### [AUFGABENSTELLUNG]
Tippen Sie alle folgenden Einträge Zeile für Zeile ab, ohne etwas zu verändern.

### [DATENAUSZUG]
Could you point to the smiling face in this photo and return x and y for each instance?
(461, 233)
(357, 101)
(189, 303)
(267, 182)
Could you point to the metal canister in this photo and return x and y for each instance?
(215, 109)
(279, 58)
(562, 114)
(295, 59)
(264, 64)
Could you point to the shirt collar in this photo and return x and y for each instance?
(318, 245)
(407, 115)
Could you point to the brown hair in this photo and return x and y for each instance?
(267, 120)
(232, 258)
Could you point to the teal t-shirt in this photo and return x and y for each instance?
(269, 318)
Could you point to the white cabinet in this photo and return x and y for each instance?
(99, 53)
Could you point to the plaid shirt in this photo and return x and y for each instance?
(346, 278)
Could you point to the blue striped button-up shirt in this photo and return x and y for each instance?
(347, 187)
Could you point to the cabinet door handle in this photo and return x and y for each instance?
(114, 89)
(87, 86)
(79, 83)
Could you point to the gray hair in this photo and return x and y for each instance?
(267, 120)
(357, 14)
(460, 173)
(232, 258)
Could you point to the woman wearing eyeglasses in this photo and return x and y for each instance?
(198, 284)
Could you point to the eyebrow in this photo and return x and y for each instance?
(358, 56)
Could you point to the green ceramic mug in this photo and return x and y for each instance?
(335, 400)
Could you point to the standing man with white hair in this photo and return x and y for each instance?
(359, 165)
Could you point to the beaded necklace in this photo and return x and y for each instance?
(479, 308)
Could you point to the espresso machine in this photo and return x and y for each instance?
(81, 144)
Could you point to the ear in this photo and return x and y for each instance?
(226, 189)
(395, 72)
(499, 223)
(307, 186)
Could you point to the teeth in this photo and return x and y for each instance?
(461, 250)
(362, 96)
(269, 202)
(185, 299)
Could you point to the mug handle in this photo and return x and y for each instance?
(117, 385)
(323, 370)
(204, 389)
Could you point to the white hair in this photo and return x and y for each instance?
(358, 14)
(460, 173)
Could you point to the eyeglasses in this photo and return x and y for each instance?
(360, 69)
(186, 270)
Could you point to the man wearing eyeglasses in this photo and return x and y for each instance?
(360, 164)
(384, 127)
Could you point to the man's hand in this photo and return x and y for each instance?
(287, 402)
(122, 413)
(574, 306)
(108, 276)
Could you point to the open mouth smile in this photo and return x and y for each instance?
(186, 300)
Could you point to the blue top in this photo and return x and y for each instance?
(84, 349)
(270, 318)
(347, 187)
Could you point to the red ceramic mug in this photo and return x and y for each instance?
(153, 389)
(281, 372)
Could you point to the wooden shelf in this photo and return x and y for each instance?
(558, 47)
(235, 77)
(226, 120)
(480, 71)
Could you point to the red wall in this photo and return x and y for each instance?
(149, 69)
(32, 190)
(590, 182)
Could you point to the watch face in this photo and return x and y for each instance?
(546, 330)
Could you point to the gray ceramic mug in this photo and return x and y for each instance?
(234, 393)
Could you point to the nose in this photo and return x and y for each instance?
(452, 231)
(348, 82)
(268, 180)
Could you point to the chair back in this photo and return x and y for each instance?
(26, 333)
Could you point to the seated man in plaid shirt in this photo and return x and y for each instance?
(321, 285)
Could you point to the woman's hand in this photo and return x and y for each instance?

### [ANTWORT]
Could you point to the smiling face in this photo and return x and y for each instance?
(461, 233)
(357, 101)
(189, 303)
(267, 182)
Could you point to the metal canister in this photo and return x and y for each instance?
(215, 109)
(279, 58)
(562, 114)
(295, 59)
(264, 64)
Could you point to the shirt collar in this photo and return x and y for each instance?
(318, 245)
(407, 115)
Could you point to the brown hair in this photo and return x and y for each instance?
(267, 120)
(232, 258)
Could you point to the teal t-shirt in this photo and return x and y for each instance?
(269, 318)
Could you point to the white cabinet in this photo and return x and y for each instance?
(99, 53)
Could you point to the plaid shirt in this photo and return x and y for each instance?
(346, 278)
Could you point to the blue striped button-up shirt in this photo and return x and y for each instance?
(347, 187)
Could you point to the cabinet door handle in this photo and return x and y for each instance?
(114, 89)
(87, 86)
(79, 83)
Could you point to the gray hair in this photo and return x and y for each instance?
(267, 120)
(357, 14)
(460, 173)
(232, 258)
Could you point to the woman wearing eyeglasses in this photo and return x and y for each instance?
(198, 284)
Could you point to the eyebrow in this photo and return x and y for each instance?
(358, 56)
Could you point to the green ceramic mug in this photo and return x and y for each instance?
(335, 400)
Could you point to the standing man with white hair in this photo and return x and y for each instance?
(359, 165)
Could you point to the beaded necklace in this photo and return x and y for each instance?
(479, 308)
Could you point to the espresso machine in this photo and return x and y for each instance?
(81, 144)
Could you point to the ear in this photo and return x and y for each instance?
(226, 189)
(395, 72)
(499, 223)
(307, 186)
Could you point to the teeth in this photo and return x and y for each instance?
(461, 250)
(362, 96)
(269, 202)
(185, 299)
Could you point to the mug handle in this photo and return x and y for each instance?
(117, 385)
(323, 370)
(204, 389)
Could you point to the white hair in this photo and return x and y for each instance?
(358, 14)
(460, 173)
Could you point to the eyeglasses in this photo and return x and y for each instance?
(360, 69)
(186, 270)
Could you point to the man wearing eyeglasses in this photo and return x and y for each instance?
(360, 164)
(384, 127)
Could you point to the man's hand in this photo and return x and y for each instance?
(287, 402)
(122, 413)
(574, 306)
(108, 276)
Could you point to the open mouth smile in this photo and return x and y for each instance?
(186, 300)
Could you point to the blue top in this photo and return x and y for each instance?
(84, 349)
(270, 318)
(347, 187)
Could you point to the red ceramic mug in this photo and return x and y for each instance?
(153, 389)
(281, 372)
Could you point to the wooden shelf in this photo and return x and y for each instance?
(558, 47)
(235, 77)
(226, 120)
(480, 71)
Could you point to the red wall in this photo and return x and y for each instance?
(149, 69)
(32, 190)
(590, 182)
Could you point to the watch face in this photo and return x and y for each instance?
(546, 330)
Could you point to the gray ceramic mug in this photo and return x and y for each instance?
(234, 393)
Could you point to the nose in this photo and return x and y for each instance?
(452, 231)
(348, 82)
(268, 180)
Could you point to the chair back in this photo and return x and y for each instance?
(26, 333)
Could you point to the seated man in plaid shirt in this photo and return x and y for each instance?
(321, 285)
Could you point to the woman's hand in this photo and return x and y for each instance?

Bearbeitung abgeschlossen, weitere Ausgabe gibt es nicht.